▸ WRITTEN TASK A:
Can you write out the A380 passage again, from "Additionally, having a" through "airline industry fashion.", switching "superjumbos" to "double-deckers"?
▸ WRITTEN TASK B:
Could you resume the A380 passage after its final sentence?

Additionally, having a choice, most thinking people will choose a four-engined plane for safety’s sake: a
one-engine failure will be a loss of 25% power, not 50%, which is quite a difference.
As a mere observer from the ground, I am very pleased with the lack of screaming noise and can enjoy the aesthetic pleasure of watching a beautiful, bird-like shape passing overhead so often.
I say well done to the Middle Eastern countries who started off this recent surge in restoring use of the beautiful A380.
Editor’s reply: The A380’s increasing reintroduction to service by the type’s operator airlines is indeed to be welcomed, but with just 130 of the superjumbos in current use (according to Cirium fleets data) this is more likely to be as a result of financial and scheduling practicality than a shift in broader airline industry fashion.

▸ Labeling and segmentation records:

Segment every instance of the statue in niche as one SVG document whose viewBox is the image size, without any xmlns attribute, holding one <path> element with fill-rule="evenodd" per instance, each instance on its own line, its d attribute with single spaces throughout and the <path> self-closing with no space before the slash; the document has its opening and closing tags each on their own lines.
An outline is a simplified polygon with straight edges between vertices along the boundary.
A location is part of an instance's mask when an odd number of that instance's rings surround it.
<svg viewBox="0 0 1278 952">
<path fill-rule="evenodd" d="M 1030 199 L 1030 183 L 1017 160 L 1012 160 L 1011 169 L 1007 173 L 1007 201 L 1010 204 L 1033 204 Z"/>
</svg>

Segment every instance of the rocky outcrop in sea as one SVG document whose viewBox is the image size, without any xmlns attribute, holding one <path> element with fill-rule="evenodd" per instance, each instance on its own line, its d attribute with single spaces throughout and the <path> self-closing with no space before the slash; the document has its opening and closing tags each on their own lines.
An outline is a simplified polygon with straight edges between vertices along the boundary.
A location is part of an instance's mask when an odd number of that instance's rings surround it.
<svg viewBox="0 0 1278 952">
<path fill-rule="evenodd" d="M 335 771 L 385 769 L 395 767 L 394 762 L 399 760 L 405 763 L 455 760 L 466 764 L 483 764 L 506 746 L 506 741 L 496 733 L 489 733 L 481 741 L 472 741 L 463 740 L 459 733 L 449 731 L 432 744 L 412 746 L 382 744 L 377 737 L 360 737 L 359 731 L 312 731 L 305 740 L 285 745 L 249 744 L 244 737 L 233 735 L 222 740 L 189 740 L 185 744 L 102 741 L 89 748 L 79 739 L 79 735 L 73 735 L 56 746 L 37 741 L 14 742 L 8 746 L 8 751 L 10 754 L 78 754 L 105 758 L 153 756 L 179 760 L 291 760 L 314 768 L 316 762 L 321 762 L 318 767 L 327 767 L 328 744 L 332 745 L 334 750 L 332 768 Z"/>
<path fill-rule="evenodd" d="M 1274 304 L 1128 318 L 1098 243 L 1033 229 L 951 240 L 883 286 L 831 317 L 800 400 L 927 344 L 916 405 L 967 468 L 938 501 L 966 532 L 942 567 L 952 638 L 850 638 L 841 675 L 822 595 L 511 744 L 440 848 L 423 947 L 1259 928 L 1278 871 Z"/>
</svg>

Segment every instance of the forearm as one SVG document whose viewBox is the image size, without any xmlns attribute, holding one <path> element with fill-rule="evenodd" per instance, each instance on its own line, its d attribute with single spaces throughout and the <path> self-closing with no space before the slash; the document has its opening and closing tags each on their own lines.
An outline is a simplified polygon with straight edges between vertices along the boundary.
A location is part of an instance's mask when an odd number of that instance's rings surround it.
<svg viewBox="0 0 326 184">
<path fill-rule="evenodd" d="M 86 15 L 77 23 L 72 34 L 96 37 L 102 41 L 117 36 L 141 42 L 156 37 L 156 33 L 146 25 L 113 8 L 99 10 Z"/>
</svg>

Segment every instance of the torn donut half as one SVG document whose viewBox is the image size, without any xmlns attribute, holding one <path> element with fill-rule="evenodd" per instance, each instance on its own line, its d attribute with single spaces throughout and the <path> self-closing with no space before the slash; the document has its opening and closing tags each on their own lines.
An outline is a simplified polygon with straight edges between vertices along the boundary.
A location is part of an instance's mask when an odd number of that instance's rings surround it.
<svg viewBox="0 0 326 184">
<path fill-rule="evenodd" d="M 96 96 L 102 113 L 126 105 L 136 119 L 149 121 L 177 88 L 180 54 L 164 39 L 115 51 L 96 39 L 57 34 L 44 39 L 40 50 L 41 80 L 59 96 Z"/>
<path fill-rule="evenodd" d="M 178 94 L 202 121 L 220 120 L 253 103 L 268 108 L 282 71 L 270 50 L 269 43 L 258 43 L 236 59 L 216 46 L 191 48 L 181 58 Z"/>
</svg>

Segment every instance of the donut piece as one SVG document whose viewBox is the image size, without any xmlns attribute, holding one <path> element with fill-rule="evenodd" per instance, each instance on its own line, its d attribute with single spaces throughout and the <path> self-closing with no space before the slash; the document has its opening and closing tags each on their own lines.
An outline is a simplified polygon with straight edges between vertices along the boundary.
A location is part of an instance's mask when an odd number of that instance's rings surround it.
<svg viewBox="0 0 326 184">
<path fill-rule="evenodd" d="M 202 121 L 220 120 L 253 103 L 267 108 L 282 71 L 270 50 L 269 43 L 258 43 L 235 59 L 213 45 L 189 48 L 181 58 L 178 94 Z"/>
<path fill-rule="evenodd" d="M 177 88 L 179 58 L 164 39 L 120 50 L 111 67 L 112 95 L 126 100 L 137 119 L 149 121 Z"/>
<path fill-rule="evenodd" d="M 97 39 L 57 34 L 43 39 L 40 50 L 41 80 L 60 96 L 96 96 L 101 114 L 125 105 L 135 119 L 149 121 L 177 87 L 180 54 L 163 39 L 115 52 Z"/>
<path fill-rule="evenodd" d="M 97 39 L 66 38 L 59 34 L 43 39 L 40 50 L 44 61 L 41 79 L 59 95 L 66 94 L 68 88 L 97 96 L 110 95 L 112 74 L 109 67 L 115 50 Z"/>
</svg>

▸ EXERCISE OUTPUT A:
Additionally, having a choice, most thinking people will choose a four-engined plane for safety’s sake: a
one-engine failure will be a loss of 25% power, not 50%, which is quite a difference.
As a mere observer from the ground, I am very pleased with the lack of screaming noise and can enjoy the aesthetic pleasure of watching a beautiful, bird-like shape passing overhead so often.
I say well done to the Middle Eastern countries who started off this recent surge in restoring use of the beautiful A380.
Editor’s reply: The A380’s increasing reintroduction to service by the type’s operator airlines is indeed to be welcomed, but with just 130 of the double-deckers in current use (according to Cirium fleets data) this is more likely to be as a result of financial and scheduling practicality than a shift in broader airline industry fashion.

▸ EXERCISE OUTPUT B:
A design H2 far?
One can only be sceptical about H2 Clipper’s rather ambitious plans to haul frozen hydrogen around with its airship (Flight International, November 2022).
It is also quite a good thing – at least in my opinion – that the flights will be cargo only, and preferably with artificial intelligence, and not any humans, at the controls.
Using gaseous hydrogen for lift unfortunately evokes graphic memories of the Hindenburg disaster – one of those aerial conflagrations is enough.